● INSTRUCTIONS TO FOLLOW
Give an exact copy of the data that follows.
#####
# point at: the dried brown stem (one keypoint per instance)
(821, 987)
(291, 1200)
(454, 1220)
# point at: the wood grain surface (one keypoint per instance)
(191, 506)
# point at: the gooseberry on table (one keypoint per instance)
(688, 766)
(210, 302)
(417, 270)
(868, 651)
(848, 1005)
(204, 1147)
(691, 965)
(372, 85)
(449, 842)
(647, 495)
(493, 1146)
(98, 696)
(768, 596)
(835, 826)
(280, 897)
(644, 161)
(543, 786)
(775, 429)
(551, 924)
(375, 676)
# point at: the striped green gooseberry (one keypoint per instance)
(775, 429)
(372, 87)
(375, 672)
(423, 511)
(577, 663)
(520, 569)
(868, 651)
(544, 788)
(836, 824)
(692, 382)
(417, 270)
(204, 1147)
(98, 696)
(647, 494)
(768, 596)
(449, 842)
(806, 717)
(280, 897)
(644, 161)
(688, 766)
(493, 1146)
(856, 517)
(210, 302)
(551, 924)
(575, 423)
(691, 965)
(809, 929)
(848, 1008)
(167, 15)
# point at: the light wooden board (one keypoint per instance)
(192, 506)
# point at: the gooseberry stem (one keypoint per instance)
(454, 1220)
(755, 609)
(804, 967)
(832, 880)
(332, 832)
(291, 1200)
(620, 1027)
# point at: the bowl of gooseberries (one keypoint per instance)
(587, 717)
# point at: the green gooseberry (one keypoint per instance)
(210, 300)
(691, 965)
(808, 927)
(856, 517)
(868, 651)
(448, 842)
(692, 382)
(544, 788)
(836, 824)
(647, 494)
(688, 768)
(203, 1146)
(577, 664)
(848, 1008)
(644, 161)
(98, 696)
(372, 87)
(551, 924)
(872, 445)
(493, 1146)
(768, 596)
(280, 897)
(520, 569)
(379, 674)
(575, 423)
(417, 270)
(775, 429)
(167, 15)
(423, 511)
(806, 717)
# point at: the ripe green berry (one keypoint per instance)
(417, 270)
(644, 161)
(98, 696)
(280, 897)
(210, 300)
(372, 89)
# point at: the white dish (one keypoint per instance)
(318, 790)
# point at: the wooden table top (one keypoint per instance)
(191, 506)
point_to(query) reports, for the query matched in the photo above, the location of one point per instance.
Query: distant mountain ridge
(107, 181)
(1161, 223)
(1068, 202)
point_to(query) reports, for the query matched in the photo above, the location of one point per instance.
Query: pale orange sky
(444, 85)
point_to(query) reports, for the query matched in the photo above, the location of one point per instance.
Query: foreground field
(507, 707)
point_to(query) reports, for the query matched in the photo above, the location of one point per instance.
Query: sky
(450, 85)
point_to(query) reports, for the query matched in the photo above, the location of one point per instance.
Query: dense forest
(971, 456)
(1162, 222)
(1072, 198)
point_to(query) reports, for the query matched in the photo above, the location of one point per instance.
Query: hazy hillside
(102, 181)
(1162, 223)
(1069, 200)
#####
● FINISHED TASK
# point at: the dried brown stem (one keypoint per instance)
(821, 987)
(291, 1200)
(454, 1220)
# point at: the wood grain surface (one keypoint per instance)
(191, 506)
# point at: the gooseberry on table (one keypoint per instance)
(688, 766)
(210, 302)
(417, 270)
(868, 651)
(848, 1005)
(204, 1147)
(691, 965)
(372, 85)
(449, 842)
(647, 495)
(493, 1146)
(98, 696)
(768, 596)
(835, 826)
(280, 897)
(644, 161)
(543, 786)
(775, 429)
(551, 924)
(375, 676)
# point at: the striped green gooseberry (one keypoint per instance)
(775, 429)
(372, 87)
(375, 672)
(423, 511)
(577, 663)
(520, 569)
(868, 651)
(544, 788)
(836, 824)
(692, 382)
(417, 270)
(204, 1147)
(98, 696)
(647, 494)
(768, 596)
(449, 842)
(806, 717)
(280, 897)
(644, 161)
(688, 766)
(493, 1146)
(856, 517)
(210, 302)
(551, 924)
(575, 423)
(691, 965)
(809, 929)
(848, 1008)
(167, 15)
# point at: the light wooden board (one keypoint per instance)
(192, 506)
# point at: the gooseberry stem (one keypoint per instance)
(454, 1220)
(755, 609)
(804, 967)
(832, 880)
(332, 832)
(291, 1200)
(620, 1027)
# point at: the bowl of gooseberries (one keypoint per instance)
(587, 717)
# point at: the green gooseberry (one keypoint per instance)
(210, 300)
(691, 965)
(808, 927)
(856, 517)
(868, 651)
(448, 842)
(692, 382)
(544, 788)
(836, 824)
(647, 494)
(688, 768)
(203, 1146)
(577, 664)
(848, 1008)
(644, 161)
(98, 696)
(372, 87)
(551, 924)
(872, 445)
(493, 1146)
(768, 596)
(280, 897)
(520, 569)
(379, 674)
(575, 423)
(417, 270)
(775, 429)
(167, 15)
(423, 511)
(806, 717)
# point at: the ripe green berry (one keypoint per instance)
(417, 270)
(644, 161)
(98, 696)
(280, 897)
(210, 300)
(372, 89)
# point at: the white dish (one keypoint per instance)
(318, 790)
# point at: the wooden table top (one keypoint per instance)
(191, 506)
point_to(query) reports, for the query matched in the photo above, the location of one point per instance.
Query: distant mountain ridge
(107, 181)
(1161, 223)
(1068, 202)
point_to(query) reports, for the query matched in the photo above, the location of one point per instance.
Query: pale orange sky
(444, 85)
point_to(query) reports, for the query matched in the photo above, the location of one point per instance.
Query: foreground field
(507, 707)
point_to(query) reports, for the query matched in the photo above, the location of one point per instance.
Query: sky
(450, 85)
point_to(query) reports, for the query matched in the photo above, the location of one point per instance.
Query: dense forest
(971, 456)
(1162, 222)
(1072, 198)
point_to(query) reports, for the query matched in the photo above, the location of one point per instance.
Query: hazy hillside
(102, 181)
(1162, 223)
(1069, 200)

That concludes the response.